## Quelle
..........

Brevik/Berlin. Eigentlich will Deutschland Emissionen vermeiden. Doch die Zeit wird immer knapper – und eine andere Option rückt in den Blickpunkt.

Der Schnee fällt in dicken Flocken auf den Schutzhelm von Tarald Syvertsen, die Temperatur liegt unter null. Doch die Hitze der Anlage ist deutlich zu spüren. Während Produktionschef Syvertsen erklärt, wie aus Kalkstein und Zusätzen in einem aufwendigen Prozess Zement wird, dreht sich hinter ihm gemächlich der 35 Meter lange Ofen des Werks, in dem bei rund 1400 Grad Zementklinker entsteht, bevor er weiterverarbeitet wird.

Noch produziert die Anlage in Brevik, gut zwei Autostunden südlich von Oslo, Zement auf dieselbe Art wie viele andere auf der Welt – und das heißt, mit sehr hohen CO2-Emissionen. Doch künftig soll sich das ändern: Ab 2024 soll hier CO2 im großen Stil abgespalten werden. Laut Hersteller Norcem, einer Tochterfirma von HeidelbergCement, wäre es die Anlage die erste in der Zementbranche, in der das im industriellen Maßstab passiert.

400.000 Tonnen CO2 sollen pro Jahr aufgefangen und gespeichert werden

400.000 Tonnen des Gases sollen dann pro Jahr nicht mehr einfach in die Atmosphäre entweichen, sondern verflüssigt und an die norwegische Westküste verschifft werden. Dort wird das CO2 dann eingelagert, mehr als zweieinhalb Kilometer unter dem Meeresboden, unter einer dicken Schicht Schiefergestein.

CCS heißt das Schlagwort für diese Pläne, Carbon Capture and Storage. In Norwegen kommt es bereits seit Jahren zum Einsatz, und die norwegische Regierung will ausbauen: 1,7 Milliarden Euro steckt der Staat in das Projekt „Langschiff“, dass CCS im industriellen Maßstab voranbringen soll. Die Anlage in Brevik ist Teil des Projekts.

..........

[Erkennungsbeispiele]
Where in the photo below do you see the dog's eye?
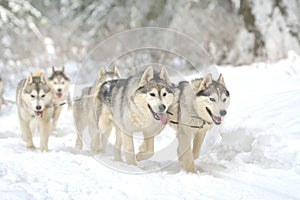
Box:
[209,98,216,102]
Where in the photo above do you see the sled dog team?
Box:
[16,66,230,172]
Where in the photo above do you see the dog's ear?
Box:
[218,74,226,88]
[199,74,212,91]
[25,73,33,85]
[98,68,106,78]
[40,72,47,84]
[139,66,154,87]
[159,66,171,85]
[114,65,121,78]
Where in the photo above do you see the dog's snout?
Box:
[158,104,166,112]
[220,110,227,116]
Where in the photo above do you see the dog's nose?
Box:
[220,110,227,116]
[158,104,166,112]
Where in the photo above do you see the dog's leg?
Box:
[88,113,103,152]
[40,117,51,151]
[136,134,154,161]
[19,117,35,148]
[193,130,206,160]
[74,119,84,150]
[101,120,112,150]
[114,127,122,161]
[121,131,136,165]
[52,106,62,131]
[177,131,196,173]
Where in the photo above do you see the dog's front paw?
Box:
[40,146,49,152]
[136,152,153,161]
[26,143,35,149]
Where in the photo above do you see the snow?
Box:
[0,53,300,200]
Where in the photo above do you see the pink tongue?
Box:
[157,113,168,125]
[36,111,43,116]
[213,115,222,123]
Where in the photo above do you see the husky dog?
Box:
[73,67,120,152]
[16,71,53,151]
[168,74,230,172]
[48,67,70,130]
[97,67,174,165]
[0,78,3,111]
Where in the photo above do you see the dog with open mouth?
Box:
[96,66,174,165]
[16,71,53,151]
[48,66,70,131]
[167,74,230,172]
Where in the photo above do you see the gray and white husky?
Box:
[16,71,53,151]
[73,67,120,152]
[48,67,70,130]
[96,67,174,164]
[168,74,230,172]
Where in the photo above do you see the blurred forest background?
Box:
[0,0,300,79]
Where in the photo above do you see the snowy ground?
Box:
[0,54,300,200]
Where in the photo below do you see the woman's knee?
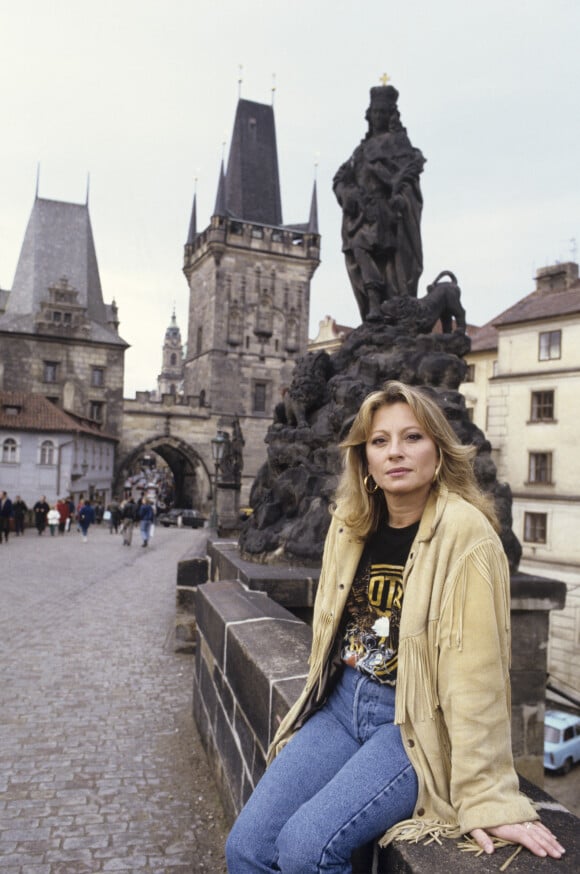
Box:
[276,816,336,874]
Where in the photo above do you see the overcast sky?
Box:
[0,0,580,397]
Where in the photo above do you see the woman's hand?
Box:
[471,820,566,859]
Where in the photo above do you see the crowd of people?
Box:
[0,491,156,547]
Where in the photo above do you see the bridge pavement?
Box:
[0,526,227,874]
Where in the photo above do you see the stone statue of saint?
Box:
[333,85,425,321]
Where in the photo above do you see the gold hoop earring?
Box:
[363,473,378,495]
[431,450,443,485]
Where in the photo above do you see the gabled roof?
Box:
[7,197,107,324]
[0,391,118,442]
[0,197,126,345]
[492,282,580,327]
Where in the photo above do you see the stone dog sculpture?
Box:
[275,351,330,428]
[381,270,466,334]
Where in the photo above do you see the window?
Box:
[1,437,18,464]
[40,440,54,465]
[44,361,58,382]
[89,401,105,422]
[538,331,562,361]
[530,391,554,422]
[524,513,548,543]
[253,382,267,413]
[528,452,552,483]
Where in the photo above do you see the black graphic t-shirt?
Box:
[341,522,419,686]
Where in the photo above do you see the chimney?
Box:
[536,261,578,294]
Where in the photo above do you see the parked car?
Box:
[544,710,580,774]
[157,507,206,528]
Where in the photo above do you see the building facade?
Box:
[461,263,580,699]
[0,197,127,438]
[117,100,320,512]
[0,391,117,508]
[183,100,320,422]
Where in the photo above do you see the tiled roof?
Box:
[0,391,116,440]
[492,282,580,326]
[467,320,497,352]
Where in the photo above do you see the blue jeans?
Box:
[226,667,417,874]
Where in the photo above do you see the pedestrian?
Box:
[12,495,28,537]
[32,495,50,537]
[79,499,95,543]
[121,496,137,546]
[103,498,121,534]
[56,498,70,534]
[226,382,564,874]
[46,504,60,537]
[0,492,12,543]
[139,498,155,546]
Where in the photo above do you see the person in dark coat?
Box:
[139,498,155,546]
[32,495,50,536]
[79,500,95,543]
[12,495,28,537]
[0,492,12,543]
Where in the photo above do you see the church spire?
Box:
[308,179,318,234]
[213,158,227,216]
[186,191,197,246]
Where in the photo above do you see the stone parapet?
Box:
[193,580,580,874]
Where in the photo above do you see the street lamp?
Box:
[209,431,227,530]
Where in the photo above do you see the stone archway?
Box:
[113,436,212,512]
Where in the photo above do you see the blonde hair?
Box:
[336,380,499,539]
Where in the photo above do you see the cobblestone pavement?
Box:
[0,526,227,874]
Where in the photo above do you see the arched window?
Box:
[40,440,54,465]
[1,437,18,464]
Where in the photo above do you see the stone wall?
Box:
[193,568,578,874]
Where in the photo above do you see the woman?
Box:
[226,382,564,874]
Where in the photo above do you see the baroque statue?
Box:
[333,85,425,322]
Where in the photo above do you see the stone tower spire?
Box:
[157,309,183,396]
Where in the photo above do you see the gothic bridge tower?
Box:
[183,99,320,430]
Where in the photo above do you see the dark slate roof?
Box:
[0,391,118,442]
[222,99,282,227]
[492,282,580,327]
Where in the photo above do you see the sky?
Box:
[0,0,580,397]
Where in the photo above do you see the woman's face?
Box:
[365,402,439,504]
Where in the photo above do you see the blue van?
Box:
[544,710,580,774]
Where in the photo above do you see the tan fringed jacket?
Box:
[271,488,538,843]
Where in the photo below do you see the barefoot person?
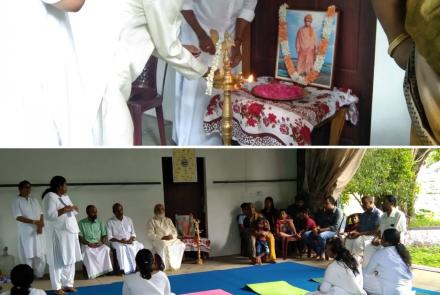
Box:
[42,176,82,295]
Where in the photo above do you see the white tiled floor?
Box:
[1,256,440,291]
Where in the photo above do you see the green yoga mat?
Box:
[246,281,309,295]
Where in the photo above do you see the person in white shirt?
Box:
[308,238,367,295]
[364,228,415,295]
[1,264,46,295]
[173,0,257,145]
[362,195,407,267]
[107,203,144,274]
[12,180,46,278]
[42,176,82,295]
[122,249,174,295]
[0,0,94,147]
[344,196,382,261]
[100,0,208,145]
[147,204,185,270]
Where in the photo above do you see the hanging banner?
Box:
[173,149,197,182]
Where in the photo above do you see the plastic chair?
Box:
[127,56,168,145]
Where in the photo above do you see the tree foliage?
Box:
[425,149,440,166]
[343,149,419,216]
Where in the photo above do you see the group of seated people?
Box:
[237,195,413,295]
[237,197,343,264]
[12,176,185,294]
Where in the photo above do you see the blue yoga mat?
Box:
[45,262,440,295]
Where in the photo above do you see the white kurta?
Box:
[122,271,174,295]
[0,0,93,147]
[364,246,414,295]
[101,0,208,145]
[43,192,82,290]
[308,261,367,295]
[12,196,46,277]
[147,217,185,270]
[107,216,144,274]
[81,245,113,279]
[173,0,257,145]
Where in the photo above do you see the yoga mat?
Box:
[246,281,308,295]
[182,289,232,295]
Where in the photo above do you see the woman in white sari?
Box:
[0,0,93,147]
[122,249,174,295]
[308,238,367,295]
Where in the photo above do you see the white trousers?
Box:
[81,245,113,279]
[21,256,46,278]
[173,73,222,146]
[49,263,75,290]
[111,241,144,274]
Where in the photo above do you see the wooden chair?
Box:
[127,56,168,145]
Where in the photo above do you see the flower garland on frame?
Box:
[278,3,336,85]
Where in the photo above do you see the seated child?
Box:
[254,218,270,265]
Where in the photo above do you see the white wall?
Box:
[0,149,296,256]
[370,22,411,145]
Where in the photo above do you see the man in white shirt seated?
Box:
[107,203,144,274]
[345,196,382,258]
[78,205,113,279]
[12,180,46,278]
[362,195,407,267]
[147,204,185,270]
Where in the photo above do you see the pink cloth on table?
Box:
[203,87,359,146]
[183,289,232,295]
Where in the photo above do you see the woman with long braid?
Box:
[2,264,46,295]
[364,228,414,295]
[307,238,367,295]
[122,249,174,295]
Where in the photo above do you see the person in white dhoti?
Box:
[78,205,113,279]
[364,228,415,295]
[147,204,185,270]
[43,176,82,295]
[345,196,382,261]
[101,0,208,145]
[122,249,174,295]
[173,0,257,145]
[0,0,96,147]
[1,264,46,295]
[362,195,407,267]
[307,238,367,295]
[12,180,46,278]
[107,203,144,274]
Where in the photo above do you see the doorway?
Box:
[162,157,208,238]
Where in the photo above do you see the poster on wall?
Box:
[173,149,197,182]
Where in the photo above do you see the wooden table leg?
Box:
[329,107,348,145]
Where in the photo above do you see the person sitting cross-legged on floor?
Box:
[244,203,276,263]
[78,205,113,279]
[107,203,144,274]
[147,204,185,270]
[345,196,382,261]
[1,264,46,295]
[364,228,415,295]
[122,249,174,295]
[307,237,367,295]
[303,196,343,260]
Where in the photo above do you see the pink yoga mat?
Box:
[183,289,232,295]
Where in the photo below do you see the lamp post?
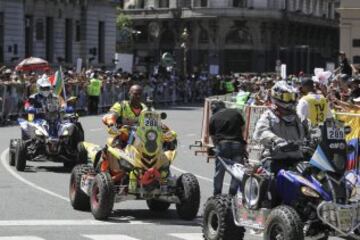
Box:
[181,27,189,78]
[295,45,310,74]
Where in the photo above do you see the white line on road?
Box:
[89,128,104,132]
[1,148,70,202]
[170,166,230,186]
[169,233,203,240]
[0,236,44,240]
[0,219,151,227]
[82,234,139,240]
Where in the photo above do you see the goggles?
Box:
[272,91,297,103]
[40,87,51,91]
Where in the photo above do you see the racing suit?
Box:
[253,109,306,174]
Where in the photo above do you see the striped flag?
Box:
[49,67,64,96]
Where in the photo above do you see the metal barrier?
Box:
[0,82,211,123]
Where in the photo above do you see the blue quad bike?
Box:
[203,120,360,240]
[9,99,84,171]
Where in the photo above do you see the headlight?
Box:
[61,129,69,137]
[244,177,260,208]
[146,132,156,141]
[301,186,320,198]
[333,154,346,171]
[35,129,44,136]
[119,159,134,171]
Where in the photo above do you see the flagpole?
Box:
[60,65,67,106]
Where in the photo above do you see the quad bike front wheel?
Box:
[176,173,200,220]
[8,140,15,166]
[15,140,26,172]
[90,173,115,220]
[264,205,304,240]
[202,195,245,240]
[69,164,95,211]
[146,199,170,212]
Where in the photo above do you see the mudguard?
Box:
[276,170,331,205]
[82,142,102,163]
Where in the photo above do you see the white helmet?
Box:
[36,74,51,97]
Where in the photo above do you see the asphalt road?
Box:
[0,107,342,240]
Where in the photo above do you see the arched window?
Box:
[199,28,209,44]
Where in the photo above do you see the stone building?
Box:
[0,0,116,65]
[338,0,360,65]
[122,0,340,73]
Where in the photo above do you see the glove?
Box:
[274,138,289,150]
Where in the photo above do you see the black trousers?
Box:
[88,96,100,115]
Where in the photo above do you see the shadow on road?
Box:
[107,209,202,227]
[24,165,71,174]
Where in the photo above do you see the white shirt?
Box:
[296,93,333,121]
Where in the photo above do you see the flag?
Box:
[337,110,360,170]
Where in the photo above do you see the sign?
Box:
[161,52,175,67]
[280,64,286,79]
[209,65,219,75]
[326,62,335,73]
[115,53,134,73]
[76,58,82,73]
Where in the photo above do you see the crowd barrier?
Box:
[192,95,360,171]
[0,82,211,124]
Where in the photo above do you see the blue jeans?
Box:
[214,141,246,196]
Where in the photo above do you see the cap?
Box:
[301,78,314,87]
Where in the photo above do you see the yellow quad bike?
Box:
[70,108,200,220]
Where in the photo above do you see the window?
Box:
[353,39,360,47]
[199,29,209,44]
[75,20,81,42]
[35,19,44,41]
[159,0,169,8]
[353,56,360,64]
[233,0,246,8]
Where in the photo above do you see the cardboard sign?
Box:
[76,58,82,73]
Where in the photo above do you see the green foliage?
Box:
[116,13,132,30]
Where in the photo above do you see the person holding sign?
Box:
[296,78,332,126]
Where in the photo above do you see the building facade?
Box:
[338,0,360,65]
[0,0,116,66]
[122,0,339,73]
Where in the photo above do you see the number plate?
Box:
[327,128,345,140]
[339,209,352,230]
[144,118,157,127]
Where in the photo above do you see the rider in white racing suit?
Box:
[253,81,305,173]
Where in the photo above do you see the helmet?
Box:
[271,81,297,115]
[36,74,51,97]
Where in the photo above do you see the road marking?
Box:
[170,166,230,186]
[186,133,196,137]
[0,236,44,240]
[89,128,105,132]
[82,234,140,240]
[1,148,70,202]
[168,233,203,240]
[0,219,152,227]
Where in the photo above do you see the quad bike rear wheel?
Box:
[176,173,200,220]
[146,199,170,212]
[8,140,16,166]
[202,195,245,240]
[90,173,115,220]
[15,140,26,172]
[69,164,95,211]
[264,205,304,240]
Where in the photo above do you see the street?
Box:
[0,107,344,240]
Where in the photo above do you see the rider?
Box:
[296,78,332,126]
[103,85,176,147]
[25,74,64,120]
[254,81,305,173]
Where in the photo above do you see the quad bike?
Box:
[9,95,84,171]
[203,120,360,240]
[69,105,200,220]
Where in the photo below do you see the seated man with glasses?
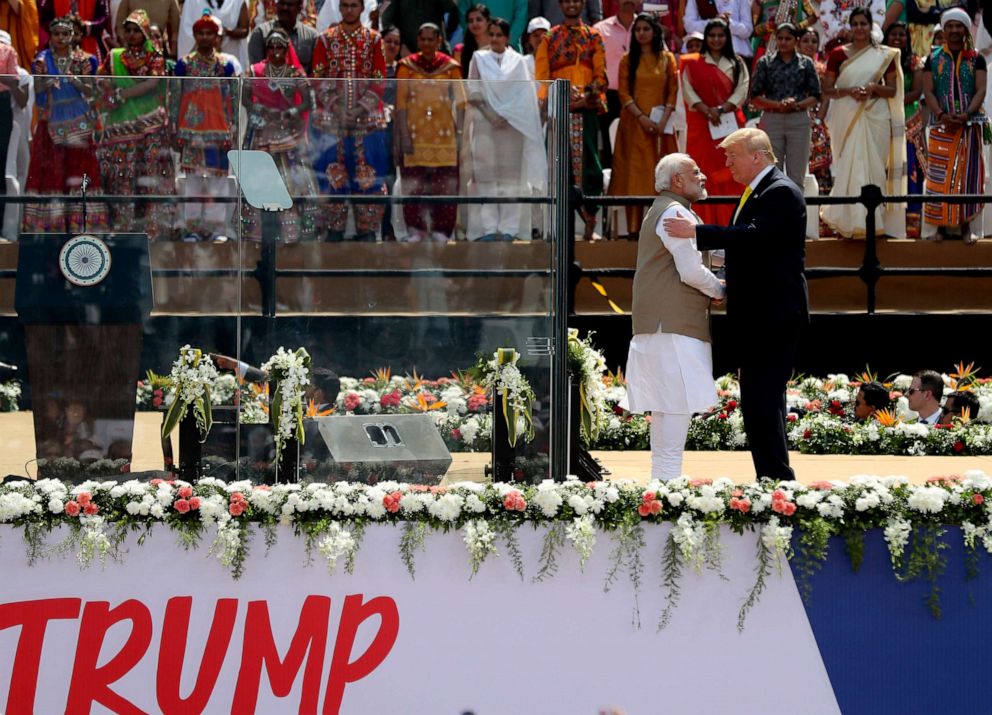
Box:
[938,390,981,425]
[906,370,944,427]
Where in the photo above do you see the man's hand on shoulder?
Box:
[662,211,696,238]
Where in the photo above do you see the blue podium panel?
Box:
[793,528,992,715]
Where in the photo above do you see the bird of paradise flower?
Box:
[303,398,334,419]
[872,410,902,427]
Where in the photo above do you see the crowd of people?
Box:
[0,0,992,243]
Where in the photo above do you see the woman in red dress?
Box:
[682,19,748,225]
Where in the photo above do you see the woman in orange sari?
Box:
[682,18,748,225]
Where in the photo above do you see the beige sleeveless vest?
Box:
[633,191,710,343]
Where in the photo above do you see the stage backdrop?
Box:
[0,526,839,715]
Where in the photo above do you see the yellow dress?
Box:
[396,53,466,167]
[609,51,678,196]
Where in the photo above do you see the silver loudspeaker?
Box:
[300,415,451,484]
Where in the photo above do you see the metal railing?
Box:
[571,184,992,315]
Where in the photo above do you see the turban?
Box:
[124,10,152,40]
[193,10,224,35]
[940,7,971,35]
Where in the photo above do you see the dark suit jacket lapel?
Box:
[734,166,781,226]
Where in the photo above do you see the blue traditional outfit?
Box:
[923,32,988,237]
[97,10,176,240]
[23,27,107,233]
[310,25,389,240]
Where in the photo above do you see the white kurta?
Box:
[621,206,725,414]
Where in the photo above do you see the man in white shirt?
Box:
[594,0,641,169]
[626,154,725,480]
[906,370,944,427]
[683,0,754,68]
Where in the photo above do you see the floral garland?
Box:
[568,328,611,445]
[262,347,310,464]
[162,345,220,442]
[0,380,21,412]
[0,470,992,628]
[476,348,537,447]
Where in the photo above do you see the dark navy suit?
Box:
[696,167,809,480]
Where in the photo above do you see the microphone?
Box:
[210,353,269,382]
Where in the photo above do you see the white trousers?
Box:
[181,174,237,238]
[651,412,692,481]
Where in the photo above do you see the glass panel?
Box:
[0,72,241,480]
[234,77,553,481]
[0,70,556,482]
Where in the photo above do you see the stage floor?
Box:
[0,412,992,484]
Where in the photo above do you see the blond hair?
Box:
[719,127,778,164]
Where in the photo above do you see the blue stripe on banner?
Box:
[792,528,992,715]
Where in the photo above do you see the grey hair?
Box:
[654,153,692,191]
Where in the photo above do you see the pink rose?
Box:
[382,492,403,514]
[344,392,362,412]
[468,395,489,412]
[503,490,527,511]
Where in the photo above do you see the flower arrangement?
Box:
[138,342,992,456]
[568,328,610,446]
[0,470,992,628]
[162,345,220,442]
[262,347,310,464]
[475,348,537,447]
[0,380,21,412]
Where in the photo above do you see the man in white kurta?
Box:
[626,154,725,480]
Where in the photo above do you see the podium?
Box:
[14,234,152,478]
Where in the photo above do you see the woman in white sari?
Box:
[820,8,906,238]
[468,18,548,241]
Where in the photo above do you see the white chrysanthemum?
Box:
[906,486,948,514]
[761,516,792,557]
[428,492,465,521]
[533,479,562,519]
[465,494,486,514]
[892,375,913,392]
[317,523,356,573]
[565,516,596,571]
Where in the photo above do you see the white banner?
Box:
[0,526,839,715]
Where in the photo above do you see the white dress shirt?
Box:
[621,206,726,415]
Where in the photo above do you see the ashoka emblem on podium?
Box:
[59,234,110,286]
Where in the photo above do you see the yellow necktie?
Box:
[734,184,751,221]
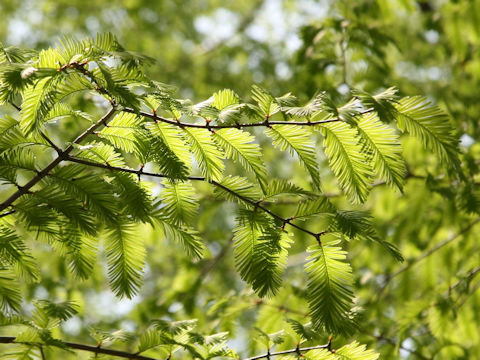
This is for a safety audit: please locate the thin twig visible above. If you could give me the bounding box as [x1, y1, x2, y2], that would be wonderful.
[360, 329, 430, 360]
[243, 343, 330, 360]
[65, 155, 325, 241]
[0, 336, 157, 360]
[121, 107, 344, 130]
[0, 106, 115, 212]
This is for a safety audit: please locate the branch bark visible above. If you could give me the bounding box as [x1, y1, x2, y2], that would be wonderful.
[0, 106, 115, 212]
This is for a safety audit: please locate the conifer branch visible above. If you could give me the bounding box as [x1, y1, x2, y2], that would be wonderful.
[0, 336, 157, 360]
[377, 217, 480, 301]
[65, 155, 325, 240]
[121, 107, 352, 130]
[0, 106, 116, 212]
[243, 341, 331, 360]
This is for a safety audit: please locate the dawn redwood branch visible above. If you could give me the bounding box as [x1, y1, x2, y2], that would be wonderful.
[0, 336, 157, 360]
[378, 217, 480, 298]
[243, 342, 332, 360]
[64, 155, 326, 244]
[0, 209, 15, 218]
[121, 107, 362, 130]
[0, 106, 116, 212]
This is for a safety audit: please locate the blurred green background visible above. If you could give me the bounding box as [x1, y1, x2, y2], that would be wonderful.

..........

## Arbeitsaufträge
1: Führen Sie sämtliche Orts- und Ländernamen auf, die in der Quelle vorkommen, jeden nur einmal.
2: Fassen Sie die Quelle in genau zwei Sätzen zusammen.
3: Prüfen Sie anhand der Quelle, ob die folgenden Aussagen zutreffen, und belegen Sie jede Antwort mit einem wörtlichen Zitat: (a) Der Ofen des Werks ist 35 Meter lang. (b) Das CO2 wird direkt in Brevik unterirdisch gespeichert. (c) Während des Schneefalls liegt die Temperatur über null.
Für die Bearbeitung sind die Daten ohne Belang.

## Antworten je Aufgabe
1: Brevik, Berlin, Deutschland, Oslo, Norwegen

2: Im Zementwerk von Norcem, einer Tochterfirma von HeidelbergCement, in Brevik sollen ab 2024 pro Jahr 400.000 Tonnen CO2 abgespalten werden, laut Hersteller erstmals in der Zementbranche im industriellen Maßstab. Das Gas soll verflüssigt, an die norwegische Westküste verschifft und dort mehr als zweieinhalb Kilometer unter dem Meeresboden eingelagert werden, und die Anlage ist Teil des Projekts „Langschiff“, in das der norwegische Staat 1,7 Milliarden Euro steckt.

3:
(a) Ja: „der 35 Meter lange Ofen des Werks“
(b) Nein: „verflüssigt und an die norwegische Westküste verschifft werden. Dort wird das CO2 dann eingelagert“
(c) Nein: „die Temperatur liegt unter null“